TASK TO CARRY OUT: Please copy the lines below word for word, beginning at the line that contains "In this exercise you will indicate the utility" and ending with the last line.
>> begin
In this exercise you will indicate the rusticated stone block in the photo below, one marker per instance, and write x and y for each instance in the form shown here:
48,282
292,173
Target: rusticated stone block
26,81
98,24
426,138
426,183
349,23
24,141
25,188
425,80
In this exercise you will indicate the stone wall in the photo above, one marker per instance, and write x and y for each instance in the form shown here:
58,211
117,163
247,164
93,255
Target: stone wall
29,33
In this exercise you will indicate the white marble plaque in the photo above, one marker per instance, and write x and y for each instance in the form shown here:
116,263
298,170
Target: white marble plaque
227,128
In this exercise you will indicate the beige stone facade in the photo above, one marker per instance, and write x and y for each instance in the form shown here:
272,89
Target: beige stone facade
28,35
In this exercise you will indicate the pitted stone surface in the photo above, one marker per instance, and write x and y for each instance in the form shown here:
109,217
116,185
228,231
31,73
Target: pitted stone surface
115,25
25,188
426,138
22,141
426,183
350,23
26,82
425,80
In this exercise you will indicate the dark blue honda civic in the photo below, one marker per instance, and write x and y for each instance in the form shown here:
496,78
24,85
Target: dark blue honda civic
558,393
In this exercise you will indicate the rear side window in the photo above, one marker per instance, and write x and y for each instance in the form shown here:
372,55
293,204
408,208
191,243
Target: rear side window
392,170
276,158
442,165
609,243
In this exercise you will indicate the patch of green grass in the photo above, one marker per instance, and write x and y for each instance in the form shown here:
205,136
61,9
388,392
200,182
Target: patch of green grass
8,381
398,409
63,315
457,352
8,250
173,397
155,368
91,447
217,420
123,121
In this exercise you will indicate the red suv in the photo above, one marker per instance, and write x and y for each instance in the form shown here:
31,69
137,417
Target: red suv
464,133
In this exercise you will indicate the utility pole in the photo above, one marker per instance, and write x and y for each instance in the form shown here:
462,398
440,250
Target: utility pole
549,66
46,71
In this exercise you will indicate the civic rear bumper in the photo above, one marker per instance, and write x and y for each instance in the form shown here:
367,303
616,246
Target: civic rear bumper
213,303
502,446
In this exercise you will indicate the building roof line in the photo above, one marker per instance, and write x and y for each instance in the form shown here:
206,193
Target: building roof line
>> end
RESULT:
In this exercise you will indicate the utility pole in the photo above, one marker per instance, and write x and y for each instance in the form shown here:
462,398
440,250
Target: utility pole
549,66
46,71
In this exercise you will indicate the civic rear bumper in the photo above, one marker per instance, and write x and y for each instance in the form shown here:
367,303
616,246
Target: civic rear bumper
213,303
502,446
In this exercise you will indicate the building roof line in the photo above, one marker per instance, and write x and y for each instance in the form shown here:
206,193
Target: building roof line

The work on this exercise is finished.